→ Показанный фрагмент
* * * * *
Глава III («Сравнительный анализ: от трагедии к симулякру») выступает синтезирующим звеном. В ней вводится и операционализируется центральный концепт «обратного сознания», который позволяет объяснить, почему одинаковая демиургическая мотивация ведет к столь разным исходам. Здесь же формулируется «единая цепь угроз»: подмена верификации эффектом → диктатура интерпретации → карнавализация публичной сферы → политическая уязвимость (переход от анархического дискурса к мистификации власти).
Заключение суммирует результаты, проецирует их на более широкий историко-культурный контекст (включая параллели с Кирилловым Достоевского, платоновским проектом идеального государства и русской религиозной философией) и предлагает пакет практических рекомендаций («противоядий»): от «медленной критики» и процедур верификации до образовательных программ по риторической этике и кодексов ответственности для публичных интеллектуалов.
* * * * *
→ Задание 1
Ответьте по фрагменту на три вопроса:
(a) Какой центральный концепт вводится в главе III?
(b) Каким звеном завершается «единая цепь угроз»?
(c) С каким персонажем Достоевского в заключении проводятся параллели?
→ Задание 2
Изложите суть фрагмента в двух предложениях.
→ Задание 3
Определите, соответствуют ли фрагменту следующие утверждения:
(a) Глава III носит название «Сравнительный анализ: от трагедии к симулякру».
(b) Практические рекомендации в заключении сводятся только к образовательным программам.
(c) Первым звеном «единой цепи угроз» названа диктатура интерпретации.
Приведённые далее позиции с фрагментом никак не связаны.

Записи для определения местоположения:
* * * * *
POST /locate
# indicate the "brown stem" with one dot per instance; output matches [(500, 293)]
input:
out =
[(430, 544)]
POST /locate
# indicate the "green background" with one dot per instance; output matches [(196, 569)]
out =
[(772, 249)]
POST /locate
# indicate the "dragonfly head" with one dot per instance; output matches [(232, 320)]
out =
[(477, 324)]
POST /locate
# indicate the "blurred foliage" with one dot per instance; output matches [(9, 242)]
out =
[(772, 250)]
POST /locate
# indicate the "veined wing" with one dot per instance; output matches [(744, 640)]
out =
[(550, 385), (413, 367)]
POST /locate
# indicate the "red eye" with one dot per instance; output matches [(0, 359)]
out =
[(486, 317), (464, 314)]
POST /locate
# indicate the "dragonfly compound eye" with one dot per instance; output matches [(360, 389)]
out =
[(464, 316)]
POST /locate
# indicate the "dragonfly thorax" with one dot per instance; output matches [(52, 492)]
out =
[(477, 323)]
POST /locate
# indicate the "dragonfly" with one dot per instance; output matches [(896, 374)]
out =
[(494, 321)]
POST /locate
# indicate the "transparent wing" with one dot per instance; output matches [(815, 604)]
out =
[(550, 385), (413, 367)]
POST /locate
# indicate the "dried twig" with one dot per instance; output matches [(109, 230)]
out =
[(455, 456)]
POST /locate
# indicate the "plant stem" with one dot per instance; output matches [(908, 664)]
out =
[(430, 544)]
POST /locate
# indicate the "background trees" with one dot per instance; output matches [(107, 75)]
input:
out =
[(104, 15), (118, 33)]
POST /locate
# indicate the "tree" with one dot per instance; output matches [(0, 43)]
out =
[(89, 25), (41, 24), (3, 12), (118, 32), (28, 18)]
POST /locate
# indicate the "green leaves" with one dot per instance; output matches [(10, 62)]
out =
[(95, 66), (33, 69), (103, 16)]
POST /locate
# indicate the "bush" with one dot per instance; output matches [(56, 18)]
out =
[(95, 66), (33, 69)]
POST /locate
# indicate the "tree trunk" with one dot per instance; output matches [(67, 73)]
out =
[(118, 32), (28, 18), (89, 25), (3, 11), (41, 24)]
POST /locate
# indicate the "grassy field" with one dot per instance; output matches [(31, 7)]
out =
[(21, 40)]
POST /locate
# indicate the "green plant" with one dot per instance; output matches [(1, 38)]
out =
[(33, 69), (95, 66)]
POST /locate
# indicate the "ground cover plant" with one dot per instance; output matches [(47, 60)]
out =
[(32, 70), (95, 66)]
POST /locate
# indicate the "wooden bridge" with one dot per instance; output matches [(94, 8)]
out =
* * * * *
→ Ответ 1
(a) Концепт «обратного сознания».
(b) Политической уязвимостью (переходом от анархического дискурса к мистификации власти).
(c) С Кирилловым.

→ Ответ 2
В главе III, которая служит синтезирующим звеном, вводится концепт «обратного сознания», объясняющий, почему одинаковая демиургическая мотивация ведёт к разным исходам, и формулируется «единая цепь угроз». Заключение суммирует результаты, проецирует их на более широкий историко-культурный контекст и предлагает практические рекомендации: от «медленной критики» и процедур верификации до образовательных программ по риторической этике и кодексов ответственности для публичных интеллектуалов.

→ Ответ 3
(a) Да: «Глава III («Сравнительный анализ: от трагедии к симулякру») выступает синтезирующим звеном».
(b) Нет: «от «медленной критики» и процедур верификации до образовательных программ по риторической этике и кодексов ответственности для публичных интеллектуалов».
(c) Нет: «подмена верификации эффектом → диктатура интерпретации».